▶ [DOKUMENT]
Eine investigativ-wissenschaftliche Kulturreportage über Rhodopis, den Pharao und eine Sandale – zwischen Quellenkritik, Erzählkunst und einem heiteren Blick auf die Wiege Europas.

Eine investigativ-wissenschaftliche Spurensuche in der Geschichte des Aschenbrödels – von Andreas Manousos

 

Teaser

Wenn im Advent „Drei Haselnüsse für Aschenbrödel“ läuft, denken die wenigsten an Griechen, Hetären, Handelskolonien und philologische Spitzfindigkeiten. Und doch führt die Fährte genau dorthin: zur ältesten bekannten Fassung des Aschenbrödel-Motivs, aufgezeichnet von einem Griechen über eine Griechin – vor über zwei Jahrtausenden, und von mir, einem Griechen, aufgeklärt. Ich habe die Spuren verglichen, die Widersprüche sortiert und das Märchen von seinem Ursprung her neu gelesen.

 

Ergebnis, mit freundlichem Augenzwinkern:  Auch das Aschenbrödel haben die Griechen erfunden! 😄

 

1. Tatort Antike: Eine Sandale, ein Adler, ein König

Die Szene ist so schlicht, dass sie fast modern wirkt: Eine junge Frau badet; ein großer Vogel – in der ältesten Version ein Adler – schnappt sich eine ihrer Sandalen, fliegt nach Memphis und lässt den Schuh dem König in den Schoß fallen. Der Herrscher deutet es als Zeichen, lässt das Land durchsuchen und nimmt die Unbekannte „zur Frau“. Fertig.

▶ [AUFGABE A] Aktualisiere den Abschnitt der Reportage von „Eine investigativ-wissenschaftliche Kulturreportage“ bis einschließlich „her neu gelesen.“ und gib ihn vollständig wieder, wobei „Advent“ durch „Dezember“ ersetzt wird.

▶ [AUSGANGSMATERIAL]

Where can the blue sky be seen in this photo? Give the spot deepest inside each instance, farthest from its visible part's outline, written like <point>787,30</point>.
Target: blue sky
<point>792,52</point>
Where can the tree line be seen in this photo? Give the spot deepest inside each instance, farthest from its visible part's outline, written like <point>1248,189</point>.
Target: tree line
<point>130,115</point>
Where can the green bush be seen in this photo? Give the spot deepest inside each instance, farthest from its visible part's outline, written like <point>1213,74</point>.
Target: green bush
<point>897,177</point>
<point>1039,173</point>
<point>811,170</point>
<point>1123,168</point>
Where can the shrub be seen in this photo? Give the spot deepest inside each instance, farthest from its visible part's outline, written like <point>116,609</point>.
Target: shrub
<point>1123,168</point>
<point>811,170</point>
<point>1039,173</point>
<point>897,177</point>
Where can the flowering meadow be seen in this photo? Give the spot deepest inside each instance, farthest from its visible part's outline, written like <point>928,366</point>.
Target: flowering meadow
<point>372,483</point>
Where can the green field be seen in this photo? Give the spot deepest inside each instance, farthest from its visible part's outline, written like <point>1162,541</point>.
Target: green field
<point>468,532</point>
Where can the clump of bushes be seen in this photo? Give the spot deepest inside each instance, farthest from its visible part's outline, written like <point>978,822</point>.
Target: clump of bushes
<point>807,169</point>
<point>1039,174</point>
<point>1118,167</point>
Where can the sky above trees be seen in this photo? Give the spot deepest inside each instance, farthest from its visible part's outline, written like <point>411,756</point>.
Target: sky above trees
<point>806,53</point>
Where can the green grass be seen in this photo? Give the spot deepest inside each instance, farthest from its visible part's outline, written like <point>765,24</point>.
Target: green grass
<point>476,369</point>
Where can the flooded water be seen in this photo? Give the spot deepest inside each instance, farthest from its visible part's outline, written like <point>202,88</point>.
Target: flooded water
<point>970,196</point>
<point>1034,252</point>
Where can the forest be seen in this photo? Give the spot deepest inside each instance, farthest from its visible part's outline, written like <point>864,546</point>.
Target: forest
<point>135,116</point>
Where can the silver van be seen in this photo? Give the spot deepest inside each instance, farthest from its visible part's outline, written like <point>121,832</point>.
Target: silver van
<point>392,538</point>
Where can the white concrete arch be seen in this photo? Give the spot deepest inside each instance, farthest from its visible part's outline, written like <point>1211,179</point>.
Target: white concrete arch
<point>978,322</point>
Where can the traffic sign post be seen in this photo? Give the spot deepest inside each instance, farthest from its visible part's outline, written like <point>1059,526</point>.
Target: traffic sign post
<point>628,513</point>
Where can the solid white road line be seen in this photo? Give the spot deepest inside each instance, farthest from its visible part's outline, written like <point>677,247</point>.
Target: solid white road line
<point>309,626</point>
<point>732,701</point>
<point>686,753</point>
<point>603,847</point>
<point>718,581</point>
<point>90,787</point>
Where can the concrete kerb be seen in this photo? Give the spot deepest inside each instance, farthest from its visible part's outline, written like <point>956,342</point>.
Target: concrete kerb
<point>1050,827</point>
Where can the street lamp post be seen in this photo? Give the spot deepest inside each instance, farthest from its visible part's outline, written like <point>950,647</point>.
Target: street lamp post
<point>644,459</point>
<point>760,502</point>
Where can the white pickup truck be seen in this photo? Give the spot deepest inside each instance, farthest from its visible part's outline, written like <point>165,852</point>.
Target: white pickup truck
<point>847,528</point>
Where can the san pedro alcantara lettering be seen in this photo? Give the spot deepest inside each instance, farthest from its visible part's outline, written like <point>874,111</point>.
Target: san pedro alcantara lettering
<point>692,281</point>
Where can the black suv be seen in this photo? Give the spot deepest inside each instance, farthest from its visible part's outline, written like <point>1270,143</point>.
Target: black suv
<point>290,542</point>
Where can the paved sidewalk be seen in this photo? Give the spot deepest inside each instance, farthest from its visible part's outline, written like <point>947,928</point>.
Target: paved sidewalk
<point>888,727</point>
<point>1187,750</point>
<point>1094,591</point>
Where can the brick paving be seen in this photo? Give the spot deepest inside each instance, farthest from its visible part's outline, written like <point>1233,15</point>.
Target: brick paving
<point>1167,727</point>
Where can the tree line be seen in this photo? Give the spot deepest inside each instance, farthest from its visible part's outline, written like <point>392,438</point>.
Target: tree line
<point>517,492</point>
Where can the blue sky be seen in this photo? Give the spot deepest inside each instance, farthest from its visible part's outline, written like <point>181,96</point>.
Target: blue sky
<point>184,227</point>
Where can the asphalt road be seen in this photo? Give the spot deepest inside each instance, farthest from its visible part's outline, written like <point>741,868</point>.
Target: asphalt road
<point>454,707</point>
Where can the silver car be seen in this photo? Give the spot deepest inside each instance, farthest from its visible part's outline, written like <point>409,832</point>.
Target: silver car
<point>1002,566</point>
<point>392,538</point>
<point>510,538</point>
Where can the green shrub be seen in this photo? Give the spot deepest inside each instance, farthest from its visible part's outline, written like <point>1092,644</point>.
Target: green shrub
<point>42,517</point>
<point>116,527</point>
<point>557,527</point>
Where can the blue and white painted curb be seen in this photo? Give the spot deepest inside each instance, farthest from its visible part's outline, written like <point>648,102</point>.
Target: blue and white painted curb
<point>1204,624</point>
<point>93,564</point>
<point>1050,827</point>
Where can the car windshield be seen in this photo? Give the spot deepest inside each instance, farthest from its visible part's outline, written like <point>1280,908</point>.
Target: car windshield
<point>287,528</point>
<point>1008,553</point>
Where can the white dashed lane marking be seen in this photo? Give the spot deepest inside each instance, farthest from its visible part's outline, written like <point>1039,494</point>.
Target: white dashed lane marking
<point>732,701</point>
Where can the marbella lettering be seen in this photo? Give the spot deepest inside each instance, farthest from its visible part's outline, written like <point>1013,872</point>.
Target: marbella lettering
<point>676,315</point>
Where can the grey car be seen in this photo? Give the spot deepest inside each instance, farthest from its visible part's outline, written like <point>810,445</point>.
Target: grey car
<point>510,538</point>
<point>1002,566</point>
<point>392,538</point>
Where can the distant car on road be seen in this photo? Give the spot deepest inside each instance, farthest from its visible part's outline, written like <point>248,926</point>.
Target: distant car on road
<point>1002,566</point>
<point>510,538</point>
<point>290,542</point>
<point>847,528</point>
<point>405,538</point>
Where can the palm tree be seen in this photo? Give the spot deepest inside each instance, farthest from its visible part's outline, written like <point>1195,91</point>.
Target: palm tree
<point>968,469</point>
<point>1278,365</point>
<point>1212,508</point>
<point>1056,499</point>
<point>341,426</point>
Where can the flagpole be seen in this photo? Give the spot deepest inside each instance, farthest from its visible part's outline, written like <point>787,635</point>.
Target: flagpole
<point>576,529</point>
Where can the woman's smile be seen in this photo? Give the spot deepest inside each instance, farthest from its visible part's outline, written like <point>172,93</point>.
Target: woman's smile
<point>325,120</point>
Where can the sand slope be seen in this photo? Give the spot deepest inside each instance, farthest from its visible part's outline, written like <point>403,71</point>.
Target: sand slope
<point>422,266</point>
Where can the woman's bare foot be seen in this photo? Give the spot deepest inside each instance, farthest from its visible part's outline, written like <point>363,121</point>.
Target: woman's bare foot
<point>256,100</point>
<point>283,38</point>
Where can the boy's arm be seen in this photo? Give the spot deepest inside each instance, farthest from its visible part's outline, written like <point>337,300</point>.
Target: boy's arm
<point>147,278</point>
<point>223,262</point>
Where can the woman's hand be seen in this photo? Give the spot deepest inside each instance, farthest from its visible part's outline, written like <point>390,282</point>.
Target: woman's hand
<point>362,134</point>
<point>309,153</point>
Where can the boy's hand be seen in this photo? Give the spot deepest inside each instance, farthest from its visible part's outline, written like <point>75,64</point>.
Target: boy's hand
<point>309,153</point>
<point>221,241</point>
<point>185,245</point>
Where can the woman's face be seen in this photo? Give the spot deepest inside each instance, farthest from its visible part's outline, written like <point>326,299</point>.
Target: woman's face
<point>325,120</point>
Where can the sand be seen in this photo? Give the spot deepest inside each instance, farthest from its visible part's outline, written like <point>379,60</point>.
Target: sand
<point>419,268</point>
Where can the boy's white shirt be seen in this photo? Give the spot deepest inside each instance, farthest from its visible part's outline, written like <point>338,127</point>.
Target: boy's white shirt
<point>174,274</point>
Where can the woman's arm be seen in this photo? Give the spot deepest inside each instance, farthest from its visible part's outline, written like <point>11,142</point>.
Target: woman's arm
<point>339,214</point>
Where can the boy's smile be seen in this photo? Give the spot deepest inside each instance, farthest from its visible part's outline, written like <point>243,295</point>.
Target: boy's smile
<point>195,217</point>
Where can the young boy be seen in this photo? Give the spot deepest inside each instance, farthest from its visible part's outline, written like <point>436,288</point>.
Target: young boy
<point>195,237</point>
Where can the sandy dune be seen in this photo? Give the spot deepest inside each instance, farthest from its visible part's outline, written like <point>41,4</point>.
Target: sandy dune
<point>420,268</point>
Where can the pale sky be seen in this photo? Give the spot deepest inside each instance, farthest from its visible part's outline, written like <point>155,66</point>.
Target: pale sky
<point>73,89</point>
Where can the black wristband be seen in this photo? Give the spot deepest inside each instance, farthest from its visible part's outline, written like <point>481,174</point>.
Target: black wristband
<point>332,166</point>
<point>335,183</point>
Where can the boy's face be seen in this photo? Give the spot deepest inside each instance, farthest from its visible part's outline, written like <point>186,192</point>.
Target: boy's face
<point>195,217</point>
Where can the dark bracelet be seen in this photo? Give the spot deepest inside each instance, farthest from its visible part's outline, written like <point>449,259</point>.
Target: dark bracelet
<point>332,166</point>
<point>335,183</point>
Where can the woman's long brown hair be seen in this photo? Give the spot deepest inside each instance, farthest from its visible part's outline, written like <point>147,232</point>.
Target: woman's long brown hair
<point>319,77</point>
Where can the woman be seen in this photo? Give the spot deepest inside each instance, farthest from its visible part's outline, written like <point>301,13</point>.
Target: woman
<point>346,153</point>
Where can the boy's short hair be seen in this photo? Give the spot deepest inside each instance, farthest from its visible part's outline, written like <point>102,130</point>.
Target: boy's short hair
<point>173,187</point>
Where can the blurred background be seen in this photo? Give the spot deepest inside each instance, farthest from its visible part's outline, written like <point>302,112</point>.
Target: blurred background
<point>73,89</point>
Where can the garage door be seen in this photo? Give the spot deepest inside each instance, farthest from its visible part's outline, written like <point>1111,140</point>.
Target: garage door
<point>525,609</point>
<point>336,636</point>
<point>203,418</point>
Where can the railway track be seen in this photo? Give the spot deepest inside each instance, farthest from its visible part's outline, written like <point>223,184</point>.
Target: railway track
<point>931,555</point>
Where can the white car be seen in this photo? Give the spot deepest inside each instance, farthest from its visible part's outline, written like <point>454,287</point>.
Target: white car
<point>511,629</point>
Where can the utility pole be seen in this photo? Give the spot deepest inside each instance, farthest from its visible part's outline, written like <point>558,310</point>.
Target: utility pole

▶ [AUFGABE B] Formatiere die Datensätze von der Zeile mit „Where can the shrub“ bis einschließlich der Zeile mit „<point>806,53</point>“ als Markdown-Tabelle mit den Spalten „Nr“ und „Zeile“, und lass Leerzeilen weg.

▶ [ANTWORT A]
Eine investigativ-wissenschaftliche Kulturreportage über Rhodopis, den Pharao und eine Sandale – zwischen Quellenkritik, Erzählkunst und einem heiteren Blick auf die Wiege Europas.

Eine investigativ-wissenschaftliche Spurensuche in der Geschichte des Aschenbrödels – von Andreas Manousos

 

Teaser

Wenn im Dezember „Drei Haselnüsse für Aschenbrödel“ läuft, denken die wenigsten an Griechen, Hetären, Handelskolonien und philologische Spitzfindigkeiten. Und doch führt die Fährte genau dorthin: zur ältesten bekannten Fassung des Aschenbrödel-Motivs, aufgezeichnet von einem Griechen über eine Griechin – vor über zwei Jahrtausenden, und von mir, einem Griechen, aufgeklärt. Ich habe die Spuren verglichen, die Widersprüche sortiert und das Märchen von seinem Ursprung her neu gelesen.

▶ [ANTWORT B]
| Nr | Zeile |
|---|---|
| 1 | Where can the shrub be seen in this photo? Give the spot deepest inside each instance, farthest from its visible part's outline, written like <point>116,609</point>. |
| 2 | Target: shrub |
| 3 | <point>1123,168</point> |
| 4 | <point>811,170</point> |
| 5 | <point>1039,173</point> |
| 6 | <point>897,177</point> |
| 7 | Where can the flowering meadow be seen in this photo? Give the spot deepest inside each instance, farthest from its visible part's outline, written like <point>928,366</point>. |
| 8 | Target: flowering meadow |
| 9 | <point>372,483</point> |
| 10 | Where can the green field be seen in this photo? Give the spot deepest inside each instance, farthest from its visible part's outline, written like <point>1162,541</point>. |
| 11 | Target: green field |
| 12 | <point>468,532</point> |
| 13 | Where can the clump of bushes be seen in this photo? Give the spot deepest inside each instance, farthest from its visible part's outline, written like <point>978,822</point>. |
| 14 | Target: clump of bushes |
| 15 | <point>807,169</point> |
| 16 | <point>1039,174</point> |
| 17 | <point>1118,167</point> |
| 18 | Where can the sky above trees be seen in this photo? Give the spot deepest inside each instance, farthest from its visible part's outline, written like <point>411,756</point>. |
| 19 | Target: sky above trees |
| 20 | <point>806,53</point> |